**GIVEN TASK:**
Turn every line of the material below into a JSON list of strings, with one string per line and no blank lines.

**STORED ROWS:**
____________

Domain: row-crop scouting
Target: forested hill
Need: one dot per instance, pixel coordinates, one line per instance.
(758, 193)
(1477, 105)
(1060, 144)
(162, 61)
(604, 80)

____________

**ANSWER:**
[
  "Domain: row-crop scouting",
  "Target: forested hill",
  "Need: one dot per instance, pixel coordinates, one line per instance.",
  "(758, 193)",
  "(1477, 105)",
  "(1060, 144)",
  "(162, 61)",
  "(604, 80)"
]